> [DOCUMENT EXCERPT]:
Previously, Skymark operated seven Boeing 767-200 and Boeing 767-300 widebody aircraft between 1998 and 2005. Some 767 fuselages were painted in special "billboard" liveries advertising third-party companies, including Yahoo Japan, Microsoft, J-Phone and USEN Japan. The six 767s acquired by Skymark carried registrations JA767A to JA767F; the seventh, JA8255, was leased from All Nippon Airways from 2003 to 2004.

Under Nishikubo, Skymark began acquiring new Boeing 737-800 narrowbody aircraft in 2005 and eventually retired the 767 from its fleet in 2009.

Skymark ceased flying the A330 and most of the 737s during its bankruptcy in 2015. All A380 orders from Skymark were rescinded as well, although All Nippon Airways proceeded to take three of the five original orders. The two remaining Skymark A380s that were placed into long-term storage following their production were taken up by Emirates.

> [THE DATA]:
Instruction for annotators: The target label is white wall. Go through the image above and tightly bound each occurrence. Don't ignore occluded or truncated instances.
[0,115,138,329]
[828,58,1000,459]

> [ACTIVITY 1]: In the Skymark fleet history excerpt, which airline leased the 767 registered JA8255 to Skymark?
> [ACTIVITY 2]: Extend the passage on Skymark's fleet history with the next paragraph, starting right after its last sentence.

> [ANSWER SPACE 1]: All Nippon Airways leased JA8255 to Skymark from 2003 to 2004.

> [ANSWER SPACE 2]:
== Frequent flyer program ==
Skymark planned to introduce a frequent-flyer program in January 2014 to coincide with the launch of its premium domestic service, though the induction of the program was delayed in December 2013 in order to focus on preparing for international service, before being postponed indefinitely. While the airline does not retain its own frequent-flyer program, Skymark has provided award seats to members of the Delta Air Lines SkyMiles program since June 2011, although the two airlines do not codeshare, nor can Skymark flights be used to accrue under Delta's SkyMiles program.